• **Written exercise**:
From the listing below, pull out each line containing the string "grassy", matching case exactly.
________
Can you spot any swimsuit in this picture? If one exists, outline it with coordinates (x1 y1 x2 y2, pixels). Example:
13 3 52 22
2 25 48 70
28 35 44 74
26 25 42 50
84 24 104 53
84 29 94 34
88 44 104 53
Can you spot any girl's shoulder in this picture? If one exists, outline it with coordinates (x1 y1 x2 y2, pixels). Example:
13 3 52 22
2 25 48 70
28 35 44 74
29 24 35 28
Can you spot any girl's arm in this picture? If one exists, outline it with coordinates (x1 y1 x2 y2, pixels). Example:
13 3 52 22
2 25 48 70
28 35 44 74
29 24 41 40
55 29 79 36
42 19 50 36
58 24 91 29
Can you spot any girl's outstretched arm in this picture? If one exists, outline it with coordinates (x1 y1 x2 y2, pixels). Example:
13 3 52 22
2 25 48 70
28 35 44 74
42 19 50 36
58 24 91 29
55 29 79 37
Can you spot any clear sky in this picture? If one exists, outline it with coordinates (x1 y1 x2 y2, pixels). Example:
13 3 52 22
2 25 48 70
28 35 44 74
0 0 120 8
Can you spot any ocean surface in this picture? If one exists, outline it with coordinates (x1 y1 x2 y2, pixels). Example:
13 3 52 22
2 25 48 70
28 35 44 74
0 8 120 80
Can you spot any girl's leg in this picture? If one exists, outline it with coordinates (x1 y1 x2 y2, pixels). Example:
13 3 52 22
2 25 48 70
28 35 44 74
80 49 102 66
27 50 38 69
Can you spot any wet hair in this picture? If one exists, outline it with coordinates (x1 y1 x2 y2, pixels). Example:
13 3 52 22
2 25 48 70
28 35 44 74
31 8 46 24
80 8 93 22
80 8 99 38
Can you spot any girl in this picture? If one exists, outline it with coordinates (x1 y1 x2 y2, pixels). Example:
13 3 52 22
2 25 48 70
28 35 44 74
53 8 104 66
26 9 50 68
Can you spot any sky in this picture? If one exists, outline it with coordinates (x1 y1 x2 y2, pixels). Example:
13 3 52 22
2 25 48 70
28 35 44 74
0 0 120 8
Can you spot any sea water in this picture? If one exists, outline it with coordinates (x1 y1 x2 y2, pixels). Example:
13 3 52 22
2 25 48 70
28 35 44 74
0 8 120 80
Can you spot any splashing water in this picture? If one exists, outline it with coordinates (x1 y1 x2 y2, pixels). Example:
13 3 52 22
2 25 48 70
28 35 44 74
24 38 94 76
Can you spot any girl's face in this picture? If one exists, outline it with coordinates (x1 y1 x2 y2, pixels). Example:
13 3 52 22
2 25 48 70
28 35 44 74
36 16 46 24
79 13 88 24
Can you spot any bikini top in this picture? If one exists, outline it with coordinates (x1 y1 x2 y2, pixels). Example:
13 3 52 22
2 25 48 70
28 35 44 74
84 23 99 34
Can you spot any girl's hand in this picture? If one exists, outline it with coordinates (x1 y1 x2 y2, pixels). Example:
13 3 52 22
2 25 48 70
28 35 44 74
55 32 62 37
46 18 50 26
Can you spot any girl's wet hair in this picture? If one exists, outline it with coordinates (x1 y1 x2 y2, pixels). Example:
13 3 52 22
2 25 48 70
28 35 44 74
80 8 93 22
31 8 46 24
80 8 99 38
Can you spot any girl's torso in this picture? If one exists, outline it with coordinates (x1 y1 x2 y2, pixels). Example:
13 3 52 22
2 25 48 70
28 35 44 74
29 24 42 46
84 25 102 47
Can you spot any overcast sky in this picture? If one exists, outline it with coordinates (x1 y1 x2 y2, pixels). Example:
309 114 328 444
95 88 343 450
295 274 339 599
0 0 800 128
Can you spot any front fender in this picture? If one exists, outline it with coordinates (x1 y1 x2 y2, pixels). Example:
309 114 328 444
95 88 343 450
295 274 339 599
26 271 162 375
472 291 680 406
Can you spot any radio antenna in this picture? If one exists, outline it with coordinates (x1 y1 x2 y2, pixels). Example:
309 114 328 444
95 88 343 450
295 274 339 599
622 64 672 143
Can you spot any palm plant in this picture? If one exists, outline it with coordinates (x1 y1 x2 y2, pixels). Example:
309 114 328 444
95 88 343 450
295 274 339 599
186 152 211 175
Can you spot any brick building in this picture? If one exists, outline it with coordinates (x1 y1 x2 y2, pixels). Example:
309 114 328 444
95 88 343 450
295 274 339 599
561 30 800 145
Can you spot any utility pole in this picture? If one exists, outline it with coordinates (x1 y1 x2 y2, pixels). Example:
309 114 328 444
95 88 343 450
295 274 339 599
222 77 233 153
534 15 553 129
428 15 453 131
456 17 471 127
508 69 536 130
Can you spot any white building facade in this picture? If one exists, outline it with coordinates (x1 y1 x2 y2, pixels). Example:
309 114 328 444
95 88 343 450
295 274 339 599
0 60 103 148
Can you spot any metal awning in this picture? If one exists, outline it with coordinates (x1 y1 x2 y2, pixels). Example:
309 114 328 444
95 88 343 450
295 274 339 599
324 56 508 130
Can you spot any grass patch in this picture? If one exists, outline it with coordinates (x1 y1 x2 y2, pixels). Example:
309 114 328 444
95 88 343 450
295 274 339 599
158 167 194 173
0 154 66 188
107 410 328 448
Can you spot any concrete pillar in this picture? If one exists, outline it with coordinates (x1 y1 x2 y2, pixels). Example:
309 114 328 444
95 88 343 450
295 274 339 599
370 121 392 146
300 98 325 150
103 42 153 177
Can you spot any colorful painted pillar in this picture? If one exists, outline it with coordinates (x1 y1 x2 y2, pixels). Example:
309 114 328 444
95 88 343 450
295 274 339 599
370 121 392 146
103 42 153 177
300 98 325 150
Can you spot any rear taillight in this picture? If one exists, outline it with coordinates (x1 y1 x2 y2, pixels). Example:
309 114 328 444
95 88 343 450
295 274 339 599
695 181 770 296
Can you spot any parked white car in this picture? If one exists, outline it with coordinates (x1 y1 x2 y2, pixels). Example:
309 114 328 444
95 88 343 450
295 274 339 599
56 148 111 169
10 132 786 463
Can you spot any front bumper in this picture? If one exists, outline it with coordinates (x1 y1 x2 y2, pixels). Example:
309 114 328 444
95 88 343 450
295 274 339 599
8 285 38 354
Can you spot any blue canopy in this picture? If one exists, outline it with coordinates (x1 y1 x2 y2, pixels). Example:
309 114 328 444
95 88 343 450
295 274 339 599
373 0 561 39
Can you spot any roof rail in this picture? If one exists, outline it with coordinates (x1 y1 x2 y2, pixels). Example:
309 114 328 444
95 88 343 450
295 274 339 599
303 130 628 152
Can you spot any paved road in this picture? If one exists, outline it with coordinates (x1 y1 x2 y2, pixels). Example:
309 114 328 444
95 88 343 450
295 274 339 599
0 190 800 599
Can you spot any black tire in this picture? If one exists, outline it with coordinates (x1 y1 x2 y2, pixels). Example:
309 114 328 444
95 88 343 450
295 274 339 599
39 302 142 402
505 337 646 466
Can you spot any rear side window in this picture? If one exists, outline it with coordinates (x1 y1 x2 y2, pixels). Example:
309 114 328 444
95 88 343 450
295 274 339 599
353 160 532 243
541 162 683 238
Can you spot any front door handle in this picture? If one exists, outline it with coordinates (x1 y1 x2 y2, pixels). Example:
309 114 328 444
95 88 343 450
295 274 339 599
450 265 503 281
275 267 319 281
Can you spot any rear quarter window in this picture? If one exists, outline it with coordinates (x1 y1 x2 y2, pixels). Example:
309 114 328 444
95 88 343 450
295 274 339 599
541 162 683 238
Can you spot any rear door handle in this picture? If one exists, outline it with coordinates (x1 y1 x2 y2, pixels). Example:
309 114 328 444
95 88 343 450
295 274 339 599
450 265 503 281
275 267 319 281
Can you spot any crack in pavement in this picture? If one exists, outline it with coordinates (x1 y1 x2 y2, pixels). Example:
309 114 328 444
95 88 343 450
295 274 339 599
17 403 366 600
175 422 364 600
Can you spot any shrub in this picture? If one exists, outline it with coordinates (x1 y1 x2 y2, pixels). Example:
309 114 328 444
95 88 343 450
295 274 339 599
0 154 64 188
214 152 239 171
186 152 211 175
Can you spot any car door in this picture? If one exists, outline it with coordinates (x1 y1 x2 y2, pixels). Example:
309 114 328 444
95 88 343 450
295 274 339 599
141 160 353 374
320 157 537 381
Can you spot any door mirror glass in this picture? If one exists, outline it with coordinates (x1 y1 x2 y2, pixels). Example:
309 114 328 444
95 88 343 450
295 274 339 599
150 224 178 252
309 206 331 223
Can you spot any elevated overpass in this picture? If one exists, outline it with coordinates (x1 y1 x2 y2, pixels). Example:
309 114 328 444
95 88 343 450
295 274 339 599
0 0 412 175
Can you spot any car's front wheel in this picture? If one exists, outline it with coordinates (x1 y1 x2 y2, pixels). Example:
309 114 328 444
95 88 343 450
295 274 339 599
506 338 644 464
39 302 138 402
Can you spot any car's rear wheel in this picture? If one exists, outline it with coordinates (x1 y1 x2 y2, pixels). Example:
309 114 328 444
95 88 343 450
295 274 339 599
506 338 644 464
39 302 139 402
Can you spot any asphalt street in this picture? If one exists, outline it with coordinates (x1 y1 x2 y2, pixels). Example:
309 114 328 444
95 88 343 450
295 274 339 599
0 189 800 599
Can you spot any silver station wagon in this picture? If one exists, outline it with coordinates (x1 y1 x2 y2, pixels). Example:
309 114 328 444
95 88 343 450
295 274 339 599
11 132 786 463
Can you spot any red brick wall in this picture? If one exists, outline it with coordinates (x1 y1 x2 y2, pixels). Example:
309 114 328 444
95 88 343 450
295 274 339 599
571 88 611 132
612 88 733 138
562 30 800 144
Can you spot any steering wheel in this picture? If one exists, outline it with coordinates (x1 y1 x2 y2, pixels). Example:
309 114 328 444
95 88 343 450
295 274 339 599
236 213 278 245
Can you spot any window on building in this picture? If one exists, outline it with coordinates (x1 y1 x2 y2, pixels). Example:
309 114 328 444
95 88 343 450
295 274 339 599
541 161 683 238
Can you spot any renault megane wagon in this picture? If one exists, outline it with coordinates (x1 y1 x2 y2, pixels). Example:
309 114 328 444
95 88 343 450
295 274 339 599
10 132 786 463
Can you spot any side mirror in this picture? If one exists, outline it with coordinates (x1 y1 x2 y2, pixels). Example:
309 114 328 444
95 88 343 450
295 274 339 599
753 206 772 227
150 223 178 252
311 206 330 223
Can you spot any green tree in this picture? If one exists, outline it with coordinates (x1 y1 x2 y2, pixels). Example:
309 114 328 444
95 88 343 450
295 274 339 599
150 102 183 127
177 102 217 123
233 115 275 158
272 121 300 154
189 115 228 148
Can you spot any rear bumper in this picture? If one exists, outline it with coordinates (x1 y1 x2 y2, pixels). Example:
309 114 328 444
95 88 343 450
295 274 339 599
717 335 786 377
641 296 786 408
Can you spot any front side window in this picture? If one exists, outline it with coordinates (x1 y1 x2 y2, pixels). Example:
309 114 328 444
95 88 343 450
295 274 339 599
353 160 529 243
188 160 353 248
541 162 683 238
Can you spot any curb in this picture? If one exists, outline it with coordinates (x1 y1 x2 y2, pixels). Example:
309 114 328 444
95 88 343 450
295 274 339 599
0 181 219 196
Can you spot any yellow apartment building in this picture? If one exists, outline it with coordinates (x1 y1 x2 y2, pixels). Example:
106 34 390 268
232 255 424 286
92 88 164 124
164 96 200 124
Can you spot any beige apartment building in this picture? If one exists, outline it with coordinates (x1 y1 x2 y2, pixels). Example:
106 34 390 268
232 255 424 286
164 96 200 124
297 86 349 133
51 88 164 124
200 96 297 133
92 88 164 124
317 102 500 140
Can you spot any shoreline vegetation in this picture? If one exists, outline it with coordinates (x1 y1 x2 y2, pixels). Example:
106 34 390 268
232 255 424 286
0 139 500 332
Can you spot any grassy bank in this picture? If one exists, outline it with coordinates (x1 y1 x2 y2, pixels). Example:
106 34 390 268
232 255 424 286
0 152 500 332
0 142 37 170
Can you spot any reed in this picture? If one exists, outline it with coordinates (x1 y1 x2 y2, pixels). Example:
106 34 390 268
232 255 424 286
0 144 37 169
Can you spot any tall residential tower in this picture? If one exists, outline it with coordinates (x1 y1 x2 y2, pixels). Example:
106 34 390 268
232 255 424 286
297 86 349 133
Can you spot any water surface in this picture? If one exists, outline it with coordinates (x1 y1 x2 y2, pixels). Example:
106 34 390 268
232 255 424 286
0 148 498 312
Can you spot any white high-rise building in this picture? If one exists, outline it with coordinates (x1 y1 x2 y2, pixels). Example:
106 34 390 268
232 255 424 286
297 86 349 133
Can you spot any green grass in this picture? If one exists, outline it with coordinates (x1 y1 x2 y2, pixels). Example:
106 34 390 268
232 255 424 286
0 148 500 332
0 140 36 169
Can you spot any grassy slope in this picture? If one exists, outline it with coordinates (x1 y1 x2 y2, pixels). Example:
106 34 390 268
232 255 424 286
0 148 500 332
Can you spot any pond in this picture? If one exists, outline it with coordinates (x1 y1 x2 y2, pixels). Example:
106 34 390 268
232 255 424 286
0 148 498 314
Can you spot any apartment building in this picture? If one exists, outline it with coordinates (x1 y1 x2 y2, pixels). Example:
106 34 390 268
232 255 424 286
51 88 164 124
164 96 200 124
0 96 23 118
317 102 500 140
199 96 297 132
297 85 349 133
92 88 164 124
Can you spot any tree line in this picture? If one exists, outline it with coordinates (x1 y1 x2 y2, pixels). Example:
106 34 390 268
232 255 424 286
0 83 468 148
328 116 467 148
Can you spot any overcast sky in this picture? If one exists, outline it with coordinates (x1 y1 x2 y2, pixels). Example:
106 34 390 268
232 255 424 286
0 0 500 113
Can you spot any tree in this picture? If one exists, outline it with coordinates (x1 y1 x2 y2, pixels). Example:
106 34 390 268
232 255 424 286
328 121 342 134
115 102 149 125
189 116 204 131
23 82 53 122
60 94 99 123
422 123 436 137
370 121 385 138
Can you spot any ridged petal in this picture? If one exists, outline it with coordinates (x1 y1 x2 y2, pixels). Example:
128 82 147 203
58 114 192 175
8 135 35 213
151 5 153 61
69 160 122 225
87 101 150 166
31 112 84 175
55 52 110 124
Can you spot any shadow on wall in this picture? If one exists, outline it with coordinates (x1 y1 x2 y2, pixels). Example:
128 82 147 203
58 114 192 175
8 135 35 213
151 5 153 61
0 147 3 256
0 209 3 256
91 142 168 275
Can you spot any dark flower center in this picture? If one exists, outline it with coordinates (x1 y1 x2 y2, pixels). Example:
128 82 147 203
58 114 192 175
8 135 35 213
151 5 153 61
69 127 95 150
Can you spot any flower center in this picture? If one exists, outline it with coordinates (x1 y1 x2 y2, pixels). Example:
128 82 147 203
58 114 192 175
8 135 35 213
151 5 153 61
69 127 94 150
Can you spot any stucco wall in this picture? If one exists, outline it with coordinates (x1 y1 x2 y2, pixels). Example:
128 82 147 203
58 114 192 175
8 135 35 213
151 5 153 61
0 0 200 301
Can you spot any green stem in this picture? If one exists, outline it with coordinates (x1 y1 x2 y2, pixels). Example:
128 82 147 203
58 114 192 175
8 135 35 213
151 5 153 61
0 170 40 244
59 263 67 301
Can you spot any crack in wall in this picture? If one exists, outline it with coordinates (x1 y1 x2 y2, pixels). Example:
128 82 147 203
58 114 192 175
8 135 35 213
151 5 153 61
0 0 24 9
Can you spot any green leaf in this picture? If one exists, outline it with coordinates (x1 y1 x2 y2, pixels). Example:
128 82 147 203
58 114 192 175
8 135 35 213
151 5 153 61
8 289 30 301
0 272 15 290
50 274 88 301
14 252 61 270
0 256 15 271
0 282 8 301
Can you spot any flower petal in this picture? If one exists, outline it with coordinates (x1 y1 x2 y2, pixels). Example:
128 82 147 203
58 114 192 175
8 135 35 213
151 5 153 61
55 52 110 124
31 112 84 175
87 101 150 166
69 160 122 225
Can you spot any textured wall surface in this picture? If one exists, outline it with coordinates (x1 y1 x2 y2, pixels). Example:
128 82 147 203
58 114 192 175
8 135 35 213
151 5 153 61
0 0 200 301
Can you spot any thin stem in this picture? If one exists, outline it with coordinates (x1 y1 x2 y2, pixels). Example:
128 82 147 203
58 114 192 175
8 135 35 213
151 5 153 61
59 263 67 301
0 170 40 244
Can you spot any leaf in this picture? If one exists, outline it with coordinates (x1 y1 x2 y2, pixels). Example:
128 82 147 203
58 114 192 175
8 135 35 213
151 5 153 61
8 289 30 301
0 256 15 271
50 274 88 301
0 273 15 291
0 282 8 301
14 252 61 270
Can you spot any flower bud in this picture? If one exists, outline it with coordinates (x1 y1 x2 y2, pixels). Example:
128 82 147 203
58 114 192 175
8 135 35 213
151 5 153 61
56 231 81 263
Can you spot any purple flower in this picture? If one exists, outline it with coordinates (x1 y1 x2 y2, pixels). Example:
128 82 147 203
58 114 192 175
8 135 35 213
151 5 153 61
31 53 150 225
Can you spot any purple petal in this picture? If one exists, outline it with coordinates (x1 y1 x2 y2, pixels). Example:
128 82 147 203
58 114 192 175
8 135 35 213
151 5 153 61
________
• **Exercise output**:
Can you spot any grassy bank in this picture? If one exists, outline it with coordinates (x1 y1 x2 y2, pixels). Example:
Can you spot any grassy slope in this picture? If one exists, outline it with coordinates (x1 y1 x2 y2, pixels). Example:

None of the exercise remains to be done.